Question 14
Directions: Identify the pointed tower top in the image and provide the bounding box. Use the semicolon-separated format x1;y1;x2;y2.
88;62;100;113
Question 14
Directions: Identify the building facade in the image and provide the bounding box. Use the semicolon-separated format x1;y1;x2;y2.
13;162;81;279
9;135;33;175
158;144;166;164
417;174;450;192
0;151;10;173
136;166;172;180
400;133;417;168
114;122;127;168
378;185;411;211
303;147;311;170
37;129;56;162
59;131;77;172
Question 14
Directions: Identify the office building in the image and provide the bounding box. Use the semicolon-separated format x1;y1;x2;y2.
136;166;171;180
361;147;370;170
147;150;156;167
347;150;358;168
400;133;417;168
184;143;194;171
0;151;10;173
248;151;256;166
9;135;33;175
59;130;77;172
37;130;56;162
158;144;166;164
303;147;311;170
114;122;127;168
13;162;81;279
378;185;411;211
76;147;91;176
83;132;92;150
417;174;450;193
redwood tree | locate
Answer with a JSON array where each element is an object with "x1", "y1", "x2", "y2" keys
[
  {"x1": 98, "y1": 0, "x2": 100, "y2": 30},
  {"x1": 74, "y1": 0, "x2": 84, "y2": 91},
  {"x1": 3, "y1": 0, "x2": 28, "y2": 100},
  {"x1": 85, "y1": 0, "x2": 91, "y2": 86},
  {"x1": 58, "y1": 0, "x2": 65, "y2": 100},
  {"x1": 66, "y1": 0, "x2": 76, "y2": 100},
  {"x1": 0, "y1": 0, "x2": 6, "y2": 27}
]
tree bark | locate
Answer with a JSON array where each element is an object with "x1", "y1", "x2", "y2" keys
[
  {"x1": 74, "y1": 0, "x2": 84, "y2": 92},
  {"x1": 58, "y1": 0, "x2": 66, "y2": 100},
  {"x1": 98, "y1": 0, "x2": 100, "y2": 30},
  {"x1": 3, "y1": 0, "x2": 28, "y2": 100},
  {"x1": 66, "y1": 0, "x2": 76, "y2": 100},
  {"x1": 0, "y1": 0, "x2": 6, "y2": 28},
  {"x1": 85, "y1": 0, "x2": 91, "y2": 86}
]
....................
Short problem: Render every line of the entries above as a JSON array of strings, with one string per line and blank lines omitted.

Exercise solution:
[
  "Question 14",
  "Directions: Identify the pointed tower top in the image and provide the bounding box. Use the semicolon-separated format x1;y1;x2;y2.",
  "88;62;100;113",
  "Question 14",
  "Directions: Identify the building facade in the image and provide the bounding box. Use the semicolon-separated format x1;y1;x2;y2.",
  "13;162;81;279",
  "9;135;33;175",
  "158;144;166;164",
  "417;174;450;192",
  "0;151;10;173",
  "136;166;172;180",
  "400;133;417;168",
  "114;122;127;168",
  "378;185;411;211",
  "303;147;311;170",
  "37;129;56;162",
  "59;131;77;172",
  "Question 14",
  "Directions: Identify the office building in the image and provide the bounding box. Use the semicolon-separated format x1;y1;x2;y2.",
  "136;166;171;180",
  "361;147;370;170",
  "147;150;156;167",
  "347;150;358;168",
  "400;133;417;168",
  "184;143;194;171",
  "0;151;10;173",
  "248;151;256;166",
  "9;135;33;175",
  "59;130;77;172",
  "37;130;56;162",
  "158;144;166;164",
  "303;147;311;170",
  "114;122;127;168",
  "13;162;81;279",
  "378;185;411;211",
  "76;147;91;176",
  "83;132;92;150",
  "417;174;450;193",
  "redwood tree | locate",
  "Answer with a JSON array where each element is an object with \"x1\", \"y1\", \"x2\", \"y2\" keys",
  "[",
  "  {\"x1\": 98, \"y1\": 0, \"x2\": 100, \"y2\": 30},",
  "  {\"x1\": 74, \"y1\": 0, \"x2\": 84, \"y2\": 91},",
  "  {\"x1\": 3, \"y1\": 0, \"x2\": 28, \"y2\": 100},",
  "  {\"x1\": 85, \"y1\": 0, \"x2\": 91, \"y2\": 86},",
  "  {\"x1\": 58, \"y1\": 0, \"x2\": 65, \"y2\": 100},",
  "  {\"x1\": 66, \"y1\": 0, \"x2\": 76, \"y2\": 100},",
  "  {\"x1\": 0, \"y1\": 0, \"x2\": 6, \"y2\": 27}",
  "]",
  "tree bark | locate",
  "Answer with a JSON array where each element is an object with \"x1\", \"y1\", \"x2\", \"y2\" keys",
  "[",
  "  {\"x1\": 74, \"y1\": 0, \"x2\": 84, \"y2\": 92},",
  "  {\"x1\": 58, \"y1\": 0, \"x2\": 66, \"y2\": 100},",
  "  {\"x1\": 98, \"y1\": 0, \"x2\": 100, \"y2\": 30},",
  "  {\"x1\": 3, \"y1\": 0, \"x2\": 28, \"y2\": 100},",
  "  {\"x1\": 66, \"y1\": 0, \"x2\": 76, \"y2\": 100},",
  "  {\"x1\": 0, \"y1\": 0, \"x2\": 6, \"y2\": 28},",
  "  {\"x1\": 85, \"y1\": 0, \"x2\": 91, \"y2\": 86}",
  "]"
]